WHAT YOU ARE ASKED TO DO: Return each line of the data below as one string in a JSON array, leaving out blank lines.
··· SOURCE RECORDS ···
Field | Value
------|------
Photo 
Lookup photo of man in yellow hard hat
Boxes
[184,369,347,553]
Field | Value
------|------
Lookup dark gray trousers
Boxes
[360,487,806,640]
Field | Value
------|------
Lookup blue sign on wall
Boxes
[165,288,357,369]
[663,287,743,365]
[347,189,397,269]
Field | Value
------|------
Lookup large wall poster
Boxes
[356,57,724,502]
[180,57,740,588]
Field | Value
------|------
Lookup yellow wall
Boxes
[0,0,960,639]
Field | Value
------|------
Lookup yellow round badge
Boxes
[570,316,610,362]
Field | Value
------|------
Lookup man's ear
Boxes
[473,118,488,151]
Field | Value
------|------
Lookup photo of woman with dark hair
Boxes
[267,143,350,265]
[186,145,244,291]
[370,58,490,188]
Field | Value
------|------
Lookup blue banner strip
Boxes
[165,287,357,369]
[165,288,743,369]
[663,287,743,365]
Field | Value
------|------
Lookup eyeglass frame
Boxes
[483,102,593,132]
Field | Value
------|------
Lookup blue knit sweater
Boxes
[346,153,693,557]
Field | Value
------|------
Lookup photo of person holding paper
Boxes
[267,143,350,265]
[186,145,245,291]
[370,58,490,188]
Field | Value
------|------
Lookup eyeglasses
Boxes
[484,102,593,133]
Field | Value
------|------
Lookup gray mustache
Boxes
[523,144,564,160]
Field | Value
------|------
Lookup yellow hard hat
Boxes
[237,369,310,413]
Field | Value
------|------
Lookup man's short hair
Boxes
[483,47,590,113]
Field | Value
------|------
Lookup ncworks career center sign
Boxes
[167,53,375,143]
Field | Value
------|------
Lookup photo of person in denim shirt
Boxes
···
RESULT:
[
  "Field | Value",
  "------|------",
  "Photo ",
  "Lookup photo of man in yellow hard hat",
  "Boxes",
  "[184,369,347,553]",
  "Field | Value",
  "------|------",
  "Lookup dark gray trousers",
  "Boxes",
  "[360,487,806,640]",
  "Field | Value",
  "------|------",
  "Lookup blue sign on wall",
  "Boxes",
  "[165,288,357,369]",
  "[663,287,743,365]",
  "[347,189,397,269]",
  "Field | Value",
  "------|------",
  "Lookup large wall poster",
  "Boxes",
  "[356,57,724,502]",
  "[180,57,740,588]",
  "Field | Value",
  "------|------",
  "Lookup yellow wall",
  "Boxes",
  "[0,0,960,639]",
  "Field | Value",
  "------|------",
  "Lookup yellow round badge",
  "Boxes",
  "[570,316,610,362]",
  "Field | Value",
  "------|------",
  "Lookup man's ear",
  "Boxes",
  "[473,118,488,151]",
  "Field | Value",
  "------|------",
  "Lookup photo of woman with dark hair",
  "Boxes",
  "[267,143,350,265]",
  "[186,145,244,291]",
  "[370,58,490,188]",
  "Field | Value",
  "------|------",
  "Lookup blue banner strip",
  "Boxes",
  "[165,287,357,369]",
  "[165,288,743,369]",
  "[663,287,743,365]",
  "Field | Value",
  "------|------",
  "Lookup eyeglass frame",
  "Boxes",
  "[483,102,593,132]",
  "Field | Value",
  "------|------",
  "Lookup blue knit sweater",
  "Boxes",
  "[346,153,693,557]",
  "Field | Value",
  "------|------",
  "Lookup photo of person holding paper",
  "Boxes",
  "[267,143,350,265]",
  "[186,145,245,291]",
  "[370,58,490,188]",
  "Field | Value",
  "------|------",
  "Lookup eyeglasses",
  "Boxes",
  "[484,102,593,133]",
  "Field | Value",
  "------|------",
  "Lookup gray mustache",
  "Boxes",
  "[523,144,564,160]",
  "Field | Value",
  "------|------",
  "Lookup yellow hard hat",
  "Boxes",
  "[237,369,310,413]",
  "Field | Value",
  "------|------",
  "Lookup man's short hair",
  "Boxes",
  "[483,47,590,113]",
  "Field | Value",
  "------|------",
  "Lookup ncworks career center sign",
  "Boxes",
  "[167,53,375,143]",
  "Field | Value",
  "------|------",
  "Lookup photo of person in denim shirt",
  "Boxes"
]